▶ [INPUT]:
□ □ □

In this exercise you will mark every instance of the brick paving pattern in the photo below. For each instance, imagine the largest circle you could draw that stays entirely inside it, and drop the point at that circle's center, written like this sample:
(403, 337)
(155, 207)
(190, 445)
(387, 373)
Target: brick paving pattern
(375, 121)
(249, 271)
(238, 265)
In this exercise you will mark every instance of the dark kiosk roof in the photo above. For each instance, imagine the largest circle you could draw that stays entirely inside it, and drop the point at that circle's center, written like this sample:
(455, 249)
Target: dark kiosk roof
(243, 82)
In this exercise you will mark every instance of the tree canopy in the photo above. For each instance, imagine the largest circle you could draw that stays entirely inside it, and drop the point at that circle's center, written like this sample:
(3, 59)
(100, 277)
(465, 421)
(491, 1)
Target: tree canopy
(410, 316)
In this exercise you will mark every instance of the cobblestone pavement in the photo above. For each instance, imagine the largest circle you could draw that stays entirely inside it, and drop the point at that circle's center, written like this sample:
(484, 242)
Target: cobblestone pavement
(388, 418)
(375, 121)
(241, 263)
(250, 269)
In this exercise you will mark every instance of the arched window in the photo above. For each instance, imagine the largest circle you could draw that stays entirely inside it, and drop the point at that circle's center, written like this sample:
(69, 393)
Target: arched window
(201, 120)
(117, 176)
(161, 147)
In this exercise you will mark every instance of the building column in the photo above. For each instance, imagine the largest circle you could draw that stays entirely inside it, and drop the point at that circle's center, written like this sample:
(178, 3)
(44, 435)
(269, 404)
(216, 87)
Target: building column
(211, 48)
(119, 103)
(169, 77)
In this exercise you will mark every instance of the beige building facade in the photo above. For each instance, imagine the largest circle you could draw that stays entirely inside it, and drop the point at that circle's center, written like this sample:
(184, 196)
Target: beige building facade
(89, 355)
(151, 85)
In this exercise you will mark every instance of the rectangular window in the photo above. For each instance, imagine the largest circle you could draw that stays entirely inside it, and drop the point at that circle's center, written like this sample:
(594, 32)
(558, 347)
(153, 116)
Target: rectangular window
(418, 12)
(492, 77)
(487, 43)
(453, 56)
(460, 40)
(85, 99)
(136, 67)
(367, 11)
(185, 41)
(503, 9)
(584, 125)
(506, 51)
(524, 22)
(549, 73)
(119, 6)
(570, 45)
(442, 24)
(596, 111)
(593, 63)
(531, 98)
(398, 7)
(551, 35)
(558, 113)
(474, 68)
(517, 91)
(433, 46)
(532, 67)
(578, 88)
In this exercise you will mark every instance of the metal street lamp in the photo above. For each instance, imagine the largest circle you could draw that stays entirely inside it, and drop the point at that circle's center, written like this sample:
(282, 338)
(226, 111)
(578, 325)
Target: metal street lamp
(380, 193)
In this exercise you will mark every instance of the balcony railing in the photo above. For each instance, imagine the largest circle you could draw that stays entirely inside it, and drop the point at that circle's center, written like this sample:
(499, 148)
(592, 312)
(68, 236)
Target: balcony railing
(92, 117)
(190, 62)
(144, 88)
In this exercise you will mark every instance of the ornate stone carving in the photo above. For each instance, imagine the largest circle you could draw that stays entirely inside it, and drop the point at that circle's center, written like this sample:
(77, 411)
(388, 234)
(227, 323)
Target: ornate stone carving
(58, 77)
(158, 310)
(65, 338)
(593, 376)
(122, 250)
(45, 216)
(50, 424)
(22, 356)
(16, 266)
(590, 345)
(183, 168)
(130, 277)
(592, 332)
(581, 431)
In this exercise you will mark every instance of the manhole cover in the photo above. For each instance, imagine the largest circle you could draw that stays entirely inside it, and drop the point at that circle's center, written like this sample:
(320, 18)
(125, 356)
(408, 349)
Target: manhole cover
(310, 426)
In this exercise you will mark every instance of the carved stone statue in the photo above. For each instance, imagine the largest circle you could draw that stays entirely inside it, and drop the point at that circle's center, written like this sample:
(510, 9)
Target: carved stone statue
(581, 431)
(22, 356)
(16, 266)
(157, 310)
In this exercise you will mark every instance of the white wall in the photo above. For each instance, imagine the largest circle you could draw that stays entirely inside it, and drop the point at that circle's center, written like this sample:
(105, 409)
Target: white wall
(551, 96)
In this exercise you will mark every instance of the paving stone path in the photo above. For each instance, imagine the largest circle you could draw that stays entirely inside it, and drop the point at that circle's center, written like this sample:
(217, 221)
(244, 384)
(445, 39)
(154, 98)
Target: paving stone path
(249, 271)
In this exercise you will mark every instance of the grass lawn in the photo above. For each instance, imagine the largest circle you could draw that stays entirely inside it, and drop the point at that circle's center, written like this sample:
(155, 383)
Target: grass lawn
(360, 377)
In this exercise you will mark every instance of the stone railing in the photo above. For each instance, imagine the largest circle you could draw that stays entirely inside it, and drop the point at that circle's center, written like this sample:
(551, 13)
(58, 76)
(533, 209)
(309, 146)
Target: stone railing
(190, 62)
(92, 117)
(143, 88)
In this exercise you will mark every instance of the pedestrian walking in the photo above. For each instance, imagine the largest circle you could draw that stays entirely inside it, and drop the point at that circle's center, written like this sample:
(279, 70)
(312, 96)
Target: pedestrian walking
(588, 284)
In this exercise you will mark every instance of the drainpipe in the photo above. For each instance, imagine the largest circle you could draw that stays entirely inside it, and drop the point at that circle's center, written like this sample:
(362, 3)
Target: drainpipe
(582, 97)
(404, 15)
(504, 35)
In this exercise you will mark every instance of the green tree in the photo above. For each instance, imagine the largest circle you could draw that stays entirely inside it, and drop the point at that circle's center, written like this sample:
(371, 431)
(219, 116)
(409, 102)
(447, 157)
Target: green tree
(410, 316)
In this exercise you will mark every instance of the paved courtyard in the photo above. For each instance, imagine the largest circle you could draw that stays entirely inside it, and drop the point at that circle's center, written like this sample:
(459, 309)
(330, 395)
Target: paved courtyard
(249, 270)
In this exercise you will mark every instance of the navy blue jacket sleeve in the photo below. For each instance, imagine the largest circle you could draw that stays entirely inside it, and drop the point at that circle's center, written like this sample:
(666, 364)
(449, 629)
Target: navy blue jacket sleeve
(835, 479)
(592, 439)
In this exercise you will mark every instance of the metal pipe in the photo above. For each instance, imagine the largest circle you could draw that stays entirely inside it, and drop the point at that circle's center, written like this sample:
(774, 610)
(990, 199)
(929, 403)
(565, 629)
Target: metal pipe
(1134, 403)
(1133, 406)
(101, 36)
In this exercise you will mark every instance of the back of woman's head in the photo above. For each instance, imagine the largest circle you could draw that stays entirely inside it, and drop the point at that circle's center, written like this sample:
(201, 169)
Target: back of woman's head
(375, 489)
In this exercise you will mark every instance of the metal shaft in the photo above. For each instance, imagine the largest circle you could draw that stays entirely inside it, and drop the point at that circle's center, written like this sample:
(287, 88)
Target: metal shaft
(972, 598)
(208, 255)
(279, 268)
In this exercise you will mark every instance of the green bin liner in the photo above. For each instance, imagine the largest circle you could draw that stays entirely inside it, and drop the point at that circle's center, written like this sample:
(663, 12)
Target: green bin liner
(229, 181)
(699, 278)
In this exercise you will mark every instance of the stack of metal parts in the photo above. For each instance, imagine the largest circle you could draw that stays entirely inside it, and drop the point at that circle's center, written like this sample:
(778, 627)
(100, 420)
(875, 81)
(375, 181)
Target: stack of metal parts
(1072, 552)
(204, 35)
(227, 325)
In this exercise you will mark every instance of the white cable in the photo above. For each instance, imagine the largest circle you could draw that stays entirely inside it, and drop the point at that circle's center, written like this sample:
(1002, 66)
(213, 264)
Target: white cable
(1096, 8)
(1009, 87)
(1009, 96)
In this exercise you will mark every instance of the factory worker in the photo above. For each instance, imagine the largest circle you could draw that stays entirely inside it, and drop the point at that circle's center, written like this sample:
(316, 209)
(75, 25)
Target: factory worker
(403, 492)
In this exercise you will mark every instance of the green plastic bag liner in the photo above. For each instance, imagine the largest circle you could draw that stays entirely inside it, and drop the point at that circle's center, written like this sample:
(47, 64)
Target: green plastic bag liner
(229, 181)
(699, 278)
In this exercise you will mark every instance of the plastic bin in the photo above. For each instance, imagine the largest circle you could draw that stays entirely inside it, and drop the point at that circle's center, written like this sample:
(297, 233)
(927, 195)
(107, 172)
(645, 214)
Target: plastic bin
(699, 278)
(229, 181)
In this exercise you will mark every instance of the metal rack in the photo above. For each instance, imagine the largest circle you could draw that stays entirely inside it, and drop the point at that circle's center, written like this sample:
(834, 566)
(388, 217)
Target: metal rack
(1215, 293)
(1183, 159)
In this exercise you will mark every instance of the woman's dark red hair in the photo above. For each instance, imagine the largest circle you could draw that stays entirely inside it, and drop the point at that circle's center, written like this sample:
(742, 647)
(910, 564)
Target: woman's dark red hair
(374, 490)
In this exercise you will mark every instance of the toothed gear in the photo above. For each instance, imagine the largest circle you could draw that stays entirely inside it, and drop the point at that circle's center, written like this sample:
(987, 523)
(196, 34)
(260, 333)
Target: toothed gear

□ □ □

▶ [TO BE DONE]: Every line from the one containing "the green plastic" through the end of the data must be repeated exactly, and no other line.

▶ [RESPONSE TO THIS EXERCISE]:
In this exercise you will mark every instance of the green plastic bag liner in the photo above. For each instance, imagine the largest circle you could draw that stays entirely inside it, and drop the point at that circle's center, written like this sample:
(47, 64)
Target: green plastic bag liner
(229, 181)
(699, 278)
In this exercise you will mark every instance of the plastic bin in the photo above. For each instance, imagine the largest circle you could draw that stays entirely inside it, and drop the point at that circle's center, written like this sample:
(297, 233)
(927, 195)
(107, 172)
(645, 214)
Target: plastic bin
(699, 278)
(229, 181)
In this exercise you will mark every instance of the metal rack in the photo above. For each instance, imagine the largest circle you could draw that stays entirely inside it, and drop the point at that circle's center, written like this sample:
(834, 566)
(388, 217)
Target: metal rack
(1215, 293)
(1183, 159)
In this exercise you will mark every instance of the woman's dark red hair in the photo above. For each instance, imagine the largest circle you could draw that stays entirely inside it, and drop the point at that circle's center, written like this sample:
(742, 647)
(910, 564)
Target: woman's dark red hair
(374, 490)
In this exercise you will mark every instance of the toothed gear in the photo above. For each instance, imagine the largest circle you could draw that stays entirely inside it, and drop the point at that circle's center, written like this sample:
(987, 523)
(196, 34)
(260, 333)
Target: toothed gear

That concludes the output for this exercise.